* **AIM OF THE TASK**
Retype the entries below word for word, leaving none out.

* **SUPPLIED MATERIAL**
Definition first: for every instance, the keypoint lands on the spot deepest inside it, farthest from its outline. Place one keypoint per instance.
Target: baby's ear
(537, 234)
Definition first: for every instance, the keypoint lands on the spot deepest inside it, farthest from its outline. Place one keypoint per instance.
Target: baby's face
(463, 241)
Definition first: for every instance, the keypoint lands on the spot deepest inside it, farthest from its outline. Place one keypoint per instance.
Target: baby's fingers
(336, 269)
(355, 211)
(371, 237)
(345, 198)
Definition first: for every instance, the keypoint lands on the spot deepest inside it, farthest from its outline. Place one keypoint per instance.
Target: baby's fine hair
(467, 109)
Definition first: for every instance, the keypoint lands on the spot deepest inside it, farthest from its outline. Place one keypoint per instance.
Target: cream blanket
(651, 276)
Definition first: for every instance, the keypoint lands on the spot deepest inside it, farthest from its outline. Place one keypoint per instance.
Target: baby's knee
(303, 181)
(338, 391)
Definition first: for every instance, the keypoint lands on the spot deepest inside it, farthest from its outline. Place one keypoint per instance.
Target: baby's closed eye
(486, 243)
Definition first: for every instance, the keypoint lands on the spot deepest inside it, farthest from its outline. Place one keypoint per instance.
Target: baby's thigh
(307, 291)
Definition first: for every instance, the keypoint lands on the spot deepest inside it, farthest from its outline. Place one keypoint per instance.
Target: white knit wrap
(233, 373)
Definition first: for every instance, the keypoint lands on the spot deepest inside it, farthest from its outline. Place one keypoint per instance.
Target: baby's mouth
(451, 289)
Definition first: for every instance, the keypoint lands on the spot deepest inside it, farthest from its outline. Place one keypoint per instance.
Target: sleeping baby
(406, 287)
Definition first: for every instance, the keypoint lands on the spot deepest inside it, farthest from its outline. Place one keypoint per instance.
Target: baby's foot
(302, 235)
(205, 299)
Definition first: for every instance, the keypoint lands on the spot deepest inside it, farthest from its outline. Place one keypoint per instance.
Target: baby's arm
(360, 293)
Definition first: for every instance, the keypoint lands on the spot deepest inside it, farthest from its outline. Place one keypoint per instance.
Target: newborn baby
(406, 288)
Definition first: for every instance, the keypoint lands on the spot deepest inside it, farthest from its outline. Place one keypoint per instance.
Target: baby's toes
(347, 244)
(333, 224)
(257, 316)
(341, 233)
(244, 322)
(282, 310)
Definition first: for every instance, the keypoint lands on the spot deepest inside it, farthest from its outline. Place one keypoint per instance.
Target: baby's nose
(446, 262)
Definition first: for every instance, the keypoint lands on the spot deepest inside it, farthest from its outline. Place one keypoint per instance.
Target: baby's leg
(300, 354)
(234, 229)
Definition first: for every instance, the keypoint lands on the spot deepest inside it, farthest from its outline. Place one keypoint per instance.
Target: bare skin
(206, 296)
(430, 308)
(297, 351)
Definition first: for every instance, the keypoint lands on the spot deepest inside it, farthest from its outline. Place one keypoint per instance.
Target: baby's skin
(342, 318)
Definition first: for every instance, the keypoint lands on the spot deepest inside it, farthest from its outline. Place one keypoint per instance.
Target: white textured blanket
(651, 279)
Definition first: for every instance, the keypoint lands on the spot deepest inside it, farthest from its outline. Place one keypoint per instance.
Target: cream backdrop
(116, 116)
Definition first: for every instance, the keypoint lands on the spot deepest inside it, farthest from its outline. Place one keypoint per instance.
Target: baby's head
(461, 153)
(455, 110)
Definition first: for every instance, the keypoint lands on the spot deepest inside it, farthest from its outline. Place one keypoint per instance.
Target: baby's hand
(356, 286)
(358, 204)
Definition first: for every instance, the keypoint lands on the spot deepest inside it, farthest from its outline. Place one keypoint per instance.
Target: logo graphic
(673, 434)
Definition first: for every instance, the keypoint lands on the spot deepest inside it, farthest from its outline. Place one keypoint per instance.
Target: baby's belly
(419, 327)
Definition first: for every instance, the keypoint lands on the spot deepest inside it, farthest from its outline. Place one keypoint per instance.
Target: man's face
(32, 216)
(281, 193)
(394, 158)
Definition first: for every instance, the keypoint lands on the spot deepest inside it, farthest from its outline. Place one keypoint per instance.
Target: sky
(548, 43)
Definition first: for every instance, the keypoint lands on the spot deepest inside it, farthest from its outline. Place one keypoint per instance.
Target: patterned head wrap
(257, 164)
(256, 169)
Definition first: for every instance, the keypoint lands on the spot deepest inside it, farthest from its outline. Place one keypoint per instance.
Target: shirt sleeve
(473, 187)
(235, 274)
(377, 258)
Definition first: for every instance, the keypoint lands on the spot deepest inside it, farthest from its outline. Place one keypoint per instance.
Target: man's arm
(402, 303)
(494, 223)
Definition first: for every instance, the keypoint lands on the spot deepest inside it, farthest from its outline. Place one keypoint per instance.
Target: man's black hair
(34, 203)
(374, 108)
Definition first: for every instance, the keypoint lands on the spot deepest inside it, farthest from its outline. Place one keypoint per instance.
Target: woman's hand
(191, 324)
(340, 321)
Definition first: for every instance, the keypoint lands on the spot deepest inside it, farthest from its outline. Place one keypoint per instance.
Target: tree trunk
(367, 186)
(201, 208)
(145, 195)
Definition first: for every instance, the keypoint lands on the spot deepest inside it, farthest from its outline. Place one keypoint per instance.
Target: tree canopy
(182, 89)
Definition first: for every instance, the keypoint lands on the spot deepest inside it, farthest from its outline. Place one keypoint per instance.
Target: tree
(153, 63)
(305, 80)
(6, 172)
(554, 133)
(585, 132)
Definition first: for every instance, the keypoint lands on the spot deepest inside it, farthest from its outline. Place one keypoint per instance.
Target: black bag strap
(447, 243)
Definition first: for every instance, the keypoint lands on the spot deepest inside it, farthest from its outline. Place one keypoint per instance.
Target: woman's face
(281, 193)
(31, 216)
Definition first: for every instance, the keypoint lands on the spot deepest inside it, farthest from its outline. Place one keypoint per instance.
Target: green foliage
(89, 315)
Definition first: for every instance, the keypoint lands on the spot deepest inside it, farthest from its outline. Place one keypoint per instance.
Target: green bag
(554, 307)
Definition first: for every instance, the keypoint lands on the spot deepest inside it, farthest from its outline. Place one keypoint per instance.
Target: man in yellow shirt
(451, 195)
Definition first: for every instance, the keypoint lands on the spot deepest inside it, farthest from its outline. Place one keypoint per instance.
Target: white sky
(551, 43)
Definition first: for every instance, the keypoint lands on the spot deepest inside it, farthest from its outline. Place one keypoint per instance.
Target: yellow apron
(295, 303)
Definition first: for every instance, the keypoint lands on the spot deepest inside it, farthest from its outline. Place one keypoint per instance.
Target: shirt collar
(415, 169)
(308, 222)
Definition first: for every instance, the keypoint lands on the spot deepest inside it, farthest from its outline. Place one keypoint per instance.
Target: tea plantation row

* **EXERCISE OUTPUT**
Definition first: for every instance, the keypoint lands on the spot deepest inside it, farthest from its outline. Place one keypoint per instance.
Target: baby's ear
(537, 234)
Definition first: for every instance, the keypoint lands on the spot deepest inside it, farthest from its outline. Place one keypoint per instance.
Target: baby's face
(463, 241)
Definition first: for every instance, the keypoint lands on the spot deepest inside it, farthest from its outline. Place one keypoint per instance.
Target: baby's fingers
(336, 269)
(355, 211)
(371, 237)
(345, 198)
Definition first: for every instance, the keypoint lands on the spot deepest inside it, farthest from its outline. Place one keypoint per instance.
Target: baby's fine hair
(467, 109)
Definition first: for every instance, the keypoint lands on the spot deepest inside it, farthest from its outline. Place one keypoint per instance.
Target: cream blanket
(651, 276)
Definition first: for every instance, the keypoint lands on the spot deepest inside it, farthest from its outline. Place one keypoint per instance.
Target: baby's knee
(303, 181)
(338, 391)
Definition first: for every instance, the keypoint lands on the spot deepest inside it, farthest from its outline. Place one keypoint per instance.
Target: baby's closed eye
(486, 243)
Definition first: for every instance, the keypoint lands on the spot deepest inside it, farthest from its outline. Place one keypoint per instance.
Target: baby's thigh
(307, 291)
Definition first: for every instance, the keypoint lands on the spot deepest inside it, farthest from its outline. Place one keypoint per instance.
Target: white knit wrap
(233, 373)
Definition first: for every instance, the keypoint lands on the spot deepest inside it, farthest from its outline. Place one keypoint per instance.
Target: baby's mouth
(451, 289)
Definition first: for every instance, the keypoint lands on the spot deepest inside it, farthest from its outline. Place one keypoint per instance.
Target: sleeping baby
(406, 287)
Definition first: for every instance, the keypoint lands on the spot deepest inside it, farthest from its outline. Place one keypoint per instance.
Target: baby's foot
(302, 235)
(205, 299)
Definition first: for every instance, the keypoint lands on the spot deepest inside it, farthest from its outline. Place one keypoint per instance.
Target: baby's arm
(360, 293)
Definition first: for every instance, the keypoint lands on the spot deepest inside it, farthest from its outline. Place one keypoint per instance.
Target: newborn baby
(406, 288)
Definition first: for every instance, the keypoint lands on the spot deepest inside it, farthest from its outline. Place one keypoint per instance.
Target: baby's toes
(347, 244)
(333, 224)
(257, 316)
(341, 233)
(244, 322)
(282, 310)
Definition first: for every instance, the keypoint lands on the spot deepest inside it, farthest from its outline. Place one keypoint per instance.
Target: baby's nose
(446, 262)
Definition first: for every instance, the keypoint lands on the spot deepest inside it, farthest from its outline. Place one keypoint per instance.
Target: baby's leg
(300, 354)
(234, 229)
Definition first: for every instance, the keypoint lands on the spot deepest inside it, farthest from its outline. Place one keypoint per instance.
Target: bare skin
(206, 296)
(430, 308)
(297, 351)
Definition first: for every instance, the keypoint lands on the spot deepest inside it, farthest from its outline. Place one keypoint per instance.
Target: baby's skin
(342, 318)
Definition first: for every instance, the keypoint lands on the spot deepest inside it, farthest from its outline. Place one keypoint per instance.
Target: white textured blanket
(651, 279)
Definition first: for every instance, the keypoint lands on the spot deepest inside it, farthest from its outline. Place one keypoint per instance.
Target: cream backdrop
(116, 116)
Definition first: for every instance, the keypoint lands on the spot deepest inside it, farthest from its outline. Place one keypoint per instance.
Target: baby's head
(461, 153)
(455, 110)
Definition first: for every instance, the keypoint lands on the spot deepest inside it, farthest from its outline. Place one keypoint per instance.
Target: baby's hand
(356, 286)
(358, 204)
Definition first: for every instance, the keypoint lands on the spot deepest inside it, farthest from its outline. Place one keypoint per instance.
Target: logo graphic
(673, 434)
Definition first: for every instance, the keypoint lands on the spot deepest inside it, farthest from its outline. Place one keypoint per instance.
Target: baby's belly
(419, 327)
Definition first: for every instance, the keypoint lands on the spot deepest inside it, farthest from its outline. Place one keypoint per instance.
Target: man's face
(32, 216)
(281, 193)
(394, 158)
Definition first: for every instance, the keypoint lands on the spot deepest inside it, farthest from its outline. Place one keypoint per instance.
Target: sky
(548, 43)
Definition first: for every instance, the keypoint lands on the spot deepest inside it, farthest from its outline. Place one keypoint per instance.
Target: patterned head wrap
(257, 164)
(256, 169)
Definition first: for every instance, the keypoint lands on the spot deepest inside it, farthest from its outline. Place one keypoint per instance.
Target: shirt sleeve
(473, 187)
(235, 274)
(377, 258)
Definition first: for every instance, the keypoint lands on the spot deepest inside it, farthest from its outline. Place one keypoint per instance.
Target: man's arm
(402, 303)
(494, 223)
Definition first: for every instance, the keypoint lands on the spot deepest inside it, farthest from its outline. Place one keypoint per instance.
Target: man's black hair
(34, 203)
(374, 108)
Definition first: for every instance, the keypoint lands on the spot deepest inside it, farthest from its outline. Place one keypoint per instance.
Target: woman's hand
(191, 324)
(340, 321)
Definition first: for every instance, the keypoint lands on the spot deepest inside it, farthest from its outline. Place one keypoint per instance.
Target: tree trunk
(367, 186)
(201, 208)
(145, 195)
Definition first: for every instance, the keypoint lands on the spot deepest inside it, farthest from its outline. Place one keypoint per instance.
Target: tree canopy
(182, 89)
Definition first: for every instance, the keypoint lands on the spot deepest inside it, farthest from its outline. Place one keypoint per instance.
Target: tree
(153, 63)
(305, 80)
(6, 172)
(554, 133)
(585, 132)
Definition first: for every instance, the keypoint lands on the spot deepest inside it, farthest from its outline. Place one keypoint per instance.
Target: black bag strap
(447, 243)
Definition first: for every instance, the keypoint lands on the spot deepest inside it, farthest from its outline. Place one keypoint per instance.
Target: woman's face
(281, 193)
(31, 216)
Definition first: for every instance, the keypoint lands on the spot deepest inside it, farthest from its outline. Place one keypoint per instance.
Target: green foliage
(89, 315)
Definition first: for every instance, the keypoint lands on the spot deepest inside it, farthest from its outline. Place one keypoint per instance.
Target: green bag
(554, 307)
Definition first: for every instance, the keypoint lands on the spot deepest inside it, farthest from its outline. Place one keypoint per instance.
Target: man in yellow shirt
(451, 195)
Definition first: for every instance, the keypoint lands on the spot deepest inside it, farthest from its outline. Place one keypoint per instance.
Target: white sky
(551, 43)
Definition first: for every instance, the keypoint lands on the spot deepest inside it, farthest from its outline. Place one keypoint per instance.
Target: yellow apron
(295, 303)
Definition first: for every instance, the keypoint lands on the spot deepest inside it, farthest from its outline. Place one keypoint per instance.
Target: shirt collar
(415, 169)
(308, 222)
Definition first: for every instance, the keypoint lands on the spot deepest inside it, farthest from its outline. Place one keypoint per instance.
Target: tea plantation row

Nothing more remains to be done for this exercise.